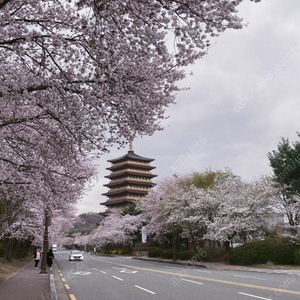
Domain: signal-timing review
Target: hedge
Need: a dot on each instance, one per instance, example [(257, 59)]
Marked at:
[(280, 251)]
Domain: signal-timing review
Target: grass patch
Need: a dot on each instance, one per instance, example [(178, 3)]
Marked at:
[(8, 269)]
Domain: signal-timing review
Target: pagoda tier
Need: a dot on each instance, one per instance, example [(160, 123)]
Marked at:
[(130, 179)]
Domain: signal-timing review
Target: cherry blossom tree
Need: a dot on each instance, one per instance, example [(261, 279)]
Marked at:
[(224, 209), (101, 71), (115, 229), (79, 76)]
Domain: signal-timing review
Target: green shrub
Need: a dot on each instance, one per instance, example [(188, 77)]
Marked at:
[(155, 253), (212, 254), (280, 251), (185, 255)]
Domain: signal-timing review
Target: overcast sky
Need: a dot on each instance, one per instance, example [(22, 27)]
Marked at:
[(243, 97)]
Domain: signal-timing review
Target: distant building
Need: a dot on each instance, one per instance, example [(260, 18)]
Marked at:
[(130, 179)]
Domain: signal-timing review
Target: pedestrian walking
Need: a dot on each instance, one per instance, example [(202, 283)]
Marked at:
[(37, 258), (50, 257)]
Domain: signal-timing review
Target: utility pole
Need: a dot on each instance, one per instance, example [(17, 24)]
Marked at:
[(45, 244)]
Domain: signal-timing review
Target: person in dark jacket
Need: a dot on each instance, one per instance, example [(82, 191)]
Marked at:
[(50, 257), (37, 257)]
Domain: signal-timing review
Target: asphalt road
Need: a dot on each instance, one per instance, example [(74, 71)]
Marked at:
[(111, 278)]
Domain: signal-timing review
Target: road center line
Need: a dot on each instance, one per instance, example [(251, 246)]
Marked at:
[(145, 290), (192, 281), (258, 278), (253, 296), (253, 286), (118, 278)]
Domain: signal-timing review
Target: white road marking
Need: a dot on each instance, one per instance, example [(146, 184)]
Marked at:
[(253, 296), (128, 271), (258, 278), (202, 271), (83, 273), (118, 278), (153, 293), (192, 281)]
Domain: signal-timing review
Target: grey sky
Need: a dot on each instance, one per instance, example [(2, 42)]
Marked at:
[(243, 97)]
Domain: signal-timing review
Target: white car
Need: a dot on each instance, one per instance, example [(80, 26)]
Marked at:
[(75, 255)]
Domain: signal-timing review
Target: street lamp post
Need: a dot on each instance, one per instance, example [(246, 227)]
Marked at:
[(45, 244)]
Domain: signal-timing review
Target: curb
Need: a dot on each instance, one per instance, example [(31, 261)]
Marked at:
[(177, 262)]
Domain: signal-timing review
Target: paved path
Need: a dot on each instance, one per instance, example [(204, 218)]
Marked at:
[(27, 284)]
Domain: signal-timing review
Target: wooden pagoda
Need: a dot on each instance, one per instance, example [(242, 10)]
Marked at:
[(130, 179)]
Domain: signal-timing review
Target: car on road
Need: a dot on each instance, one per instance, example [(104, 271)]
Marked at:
[(75, 255)]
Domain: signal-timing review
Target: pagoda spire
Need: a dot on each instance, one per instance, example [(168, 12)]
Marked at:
[(131, 146)]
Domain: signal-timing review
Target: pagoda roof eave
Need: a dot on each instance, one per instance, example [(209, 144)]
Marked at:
[(110, 203), (132, 155)]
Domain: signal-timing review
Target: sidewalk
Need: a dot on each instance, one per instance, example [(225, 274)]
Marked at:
[(27, 284)]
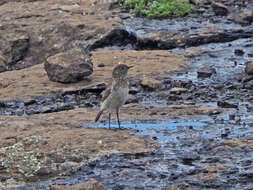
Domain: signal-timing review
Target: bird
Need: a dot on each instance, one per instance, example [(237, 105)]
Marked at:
[(116, 94)]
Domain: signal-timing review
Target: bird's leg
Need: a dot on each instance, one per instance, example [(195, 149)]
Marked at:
[(117, 113), (109, 120)]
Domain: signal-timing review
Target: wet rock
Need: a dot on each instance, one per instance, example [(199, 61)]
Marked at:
[(244, 18), (239, 52), (196, 2), (151, 84), (188, 157), (176, 90), (205, 72), (71, 66), (92, 184), (118, 36), (226, 104), (220, 9), (249, 67), (14, 46)]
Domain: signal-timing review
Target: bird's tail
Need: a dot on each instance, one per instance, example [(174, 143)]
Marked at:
[(98, 115)]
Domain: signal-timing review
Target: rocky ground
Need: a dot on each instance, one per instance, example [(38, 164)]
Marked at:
[(202, 86)]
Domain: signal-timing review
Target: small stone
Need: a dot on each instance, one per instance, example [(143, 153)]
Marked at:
[(151, 83), (239, 52), (220, 9), (205, 72), (196, 2), (225, 104), (101, 65), (67, 67), (249, 67), (176, 90), (92, 184)]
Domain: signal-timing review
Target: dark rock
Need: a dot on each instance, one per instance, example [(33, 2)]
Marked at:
[(239, 52), (14, 46), (225, 104), (118, 36), (101, 65), (188, 157), (92, 184), (249, 67), (71, 66), (205, 72), (244, 18), (220, 9), (250, 54)]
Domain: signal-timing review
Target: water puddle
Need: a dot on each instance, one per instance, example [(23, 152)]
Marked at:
[(185, 145)]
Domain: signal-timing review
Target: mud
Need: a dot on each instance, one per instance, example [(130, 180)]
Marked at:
[(198, 147)]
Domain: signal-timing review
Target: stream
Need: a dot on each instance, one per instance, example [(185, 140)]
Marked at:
[(186, 143)]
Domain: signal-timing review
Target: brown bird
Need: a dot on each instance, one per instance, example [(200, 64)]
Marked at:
[(116, 94)]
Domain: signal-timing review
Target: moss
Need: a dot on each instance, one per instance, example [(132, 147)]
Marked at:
[(158, 8)]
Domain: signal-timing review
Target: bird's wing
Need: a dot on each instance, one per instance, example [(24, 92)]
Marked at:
[(106, 93)]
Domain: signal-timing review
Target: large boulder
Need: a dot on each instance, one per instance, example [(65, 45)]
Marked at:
[(205, 72), (67, 67), (249, 68), (92, 184)]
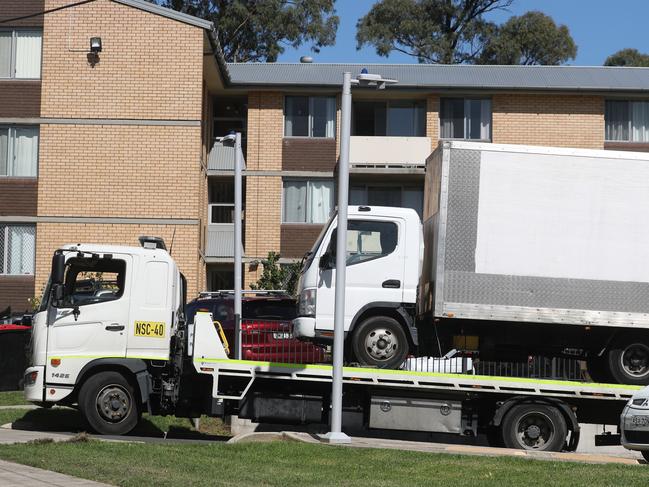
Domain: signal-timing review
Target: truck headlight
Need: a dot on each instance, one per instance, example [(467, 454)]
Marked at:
[(306, 303)]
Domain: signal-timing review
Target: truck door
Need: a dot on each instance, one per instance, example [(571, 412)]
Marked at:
[(92, 317), (374, 270)]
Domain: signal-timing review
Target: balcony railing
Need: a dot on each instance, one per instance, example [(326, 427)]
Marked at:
[(389, 151)]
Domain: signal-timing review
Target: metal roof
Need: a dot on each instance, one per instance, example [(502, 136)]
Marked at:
[(167, 12), (582, 78)]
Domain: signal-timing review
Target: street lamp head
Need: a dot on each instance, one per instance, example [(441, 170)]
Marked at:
[(369, 79)]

···

TASK REQUIREMENTS:
Do not copy the pictures, but repeat every line exactly.

ANSWER TO THIS EXERCISE:
Domain: signal-timing review
Target: hedge
Need: a dot on each instance, one per instance, example [(257, 59)]
Marked at:
[(280, 251)]
Domain: signal-timing review
Target: grass patch
Need: a dot on each instance, one per instance, example [(178, 3)]
Marked at:
[(8, 269)]
Domain: signal-timing review
Target: pagoda tier
Need: a dot on each instance, one per instance, example [(160, 123)]
Marked at:
[(130, 179)]
Domain: signal-timing review
Target: cherry blossom tree
Need: a dot on each instance, one per instance, example [(261, 279)]
Marked at:
[(224, 209), (101, 71), (115, 229), (79, 76)]
Domain: signal-timing review
Target: green shrub
Need: a dot on each instance, one per instance, example [(188, 77)]
Marked at:
[(155, 253), (212, 254), (280, 251), (185, 255)]
Domain: signal-timing review
Target: overcast sky
Need: a dot on each instance, one per instance, example [(22, 27)]
Marked at:
[(243, 97)]
Domain: signal-timing review
Target: distant building
Need: a dot on each instance, one per instance, example [(260, 18)]
Marked at:
[(130, 179)]
Domain: signal-timing review
Target: pedestrian walking
Need: a dot on each instance, one per instance, example [(202, 283)]
Marked at:
[(37, 258), (50, 257)]
Domain: signal-timing review
Target: utility pole
Need: a dot on each instance, one per instance, example [(17, 24)]
Marked at:
[(45, 244)]
Domain: signal-timing review
Target: person in dark jacket
Need: a dot on each instance, one per instance, example [(82, 191)]
Marked at:
[(50, 257), (37, 257)]
Domain: signal-timing review
Target: asphalt road
Need: a dot on each instance, one per instance, example [(74, 71)]
Marked at:
[(111, 278)]
Domain: signal-timing review
Target: road center line
Need: a dot on each instance, one per instance, example [(251, 246)]
Marked at:
[(145, 290), (192, 281), (258, 278), (253, 296), (253, 286), (118, 278)]
Domain: signal-timing review
Target: white road marking
Need: a dot on each instance, one per instance, example [(146, 184)]
Marked at:
[(253, 296), (128, 271), (258, 278), (202, 271), (83, 273), (118, 278), (153, 293), (192, 281)]
Domain: signal-timing review
Target: grey sky
Need: a dot on each instance, one per instance, example [(2, 42)]
Marked at:
[(243, 97)]
Domain: signal-timing review
Target: white car
Need: a dot on each instance, one per instance, example [(80, 26)]
Marked at:
[(75, 255)]
Domain: signal-timing review
Target: street lamp post
Need: a dot on each instance, one per instance, example [(246, 227)]
Marked at:
[(45, 244)]
Domain: signal-timing review
Target: curb
Need: a dot on each instance, one per instance, example [(31, 261)]
Marked at:
[(177, 262)]
Domain: signal-timing review
Target: paved path
Need: a dot on each instance, one per instance, example [(204, 218)]
Marked at:
[(27, 284)]
Domain: signal-timing review
Target: wooden pagoda
Need: a dot on each instance, one per instance, example [(242, 10)]
Marked at:
[(130, 179)]
Domain: signal-timing review
Target: car on road
Need: a dot on each instance, one per instance, example [(104, 271)]
Marked at:
[(75, 255)]
Domain: signal-timing review
Target: pagoda spire
Need: a dot on each instance, one per instance, example [(168, 12)]
Marked at:
[(131, 146)]
Domain: signal-timing review
Target: pagoda roof eave
Need: a dot on each instance, one per instance, example [(209, 144)]
Marked at:
[(110, 203), (132, 155)]
Domain: signal-timing review
Target: sidewalk
Need: a dot on each instance, one per instance, example [(225, 274)]
Marked at:
[(27, 284)]
Domain: signal-timing review
Target: bird
Need: a dot on each instance, one per instance, example [(237, 105)]
Marked at:
[(116, 94)]
Domain: signal-timing review
Target: bird's leg
Need: a dot on each instance, one per instance, example [(195, 149)]
Marked at:
[(117, 113), (109, 120)]
Domain: signal-timing review
Target: wet rock
Need: a dot on each instance, one per instance, example [(199, 61)]
Marked at:
[(244, 18), (239, 52), (196, 2), (151, 84), (188, 157), (176, 90), (205, 72), (71, 66), (92, 184), (118, 36), (226, 104), (220, 9), (249, 67), (14, 46)]
Domain: signal-timing review
Target: bird's tail
Need: a dot on each instance, one per instance, example [(174, 143)]
Marked at:
[(98, 115)]
Domain: signal-timing review
Target: rocky ground
Need: a dot on each instance, one per instance, example [(38, 164)]
Marked at:
[(202, 86)]
Domain: signal-timing review
Target: small stone
Need: a dot on each instance, one per instance, example [(143, 153)]
Marked at:
[(151, 83), (239, 52), (220, 9), (205, 72), (196, 2), (225, 104), (101, 65), (67, 67), (249, 67), (176, 90), (92, 184)]
Domain: signal-timing review
Target: dark rock
Need: a dot on each instance, one per instance, example [(33, 2)]
Marked at:
[(239, 52), (14, 46), (225, 104), (118, 36), (101, 65), (188, 157), (92, 184), (249, 67), (71, 66), (205, 72), (244, 18), (220, 9), (250, 54)]
Domain: signal-timing review
Target: water puddle
Need: a dot on each instance, one per instance, example [(23, 152)]
Marked at:
[(185, 145)]
Domain: signal-timing review
Target: mud
Need: a dot on each instance, one per instance, example [(130, 180)]
Marked at:
[(198, 147)]
Domain: signal-timing review
Target: stream
Need: a dot on each instance, one per instance, example [(185, 140)]
Marked at:
[(186, 143)]
Domain: signal-timing review
Target: brown bird
Need: a dot on each instance, one per instance, example [(200, 64)]
Marked at:
[(116, 94)]
Domain: signal-timing review
Target: moss
Need: a dot on each instance, one per instance, example [(132, 147)]
Marked at:
[(158, 8)]
Domain: signal-timing review
Target: bird's wing
Need: a dot on each instance, one per instance, example [(24, 92)]
Marked at:
[(106, 93)]
Domain: signal-timing review
Target: large boulder
Need: a dot on each instance, one per instance, example [(65, 45)]
Marked at:
[(205, 72), (67, 67), (249, 68), (92, 184)]
Domain: signal-timing review
Target: truck headlight
Need: a dot on each instance, one per instance, example [(467, 454)]
Marked at:
[(306, 303)]
Domain: signal-timing review
Target: truck door
Need: a dot on each instance, one per instance, example [(571, 412)]
Marked at:
[(92, 317), (374, 270)]
Domain: signal-timing review
Target: balcony railing
Need: a dot on each instance, one per instance, example [(326, 427)]
Marked at:
[(389, 151)]
Domain: signal-timing review
Target: metal roof
Need: a dot on each instance, one per instance, example [(502, 136)]
Marked at:
[(167, 12), (582, 78)]
Domain: signal-timing review
Target: street lamp head
Need: a dot on each instance, one per instance, example [(441, 170)]
Marked at:
[(369, 79)]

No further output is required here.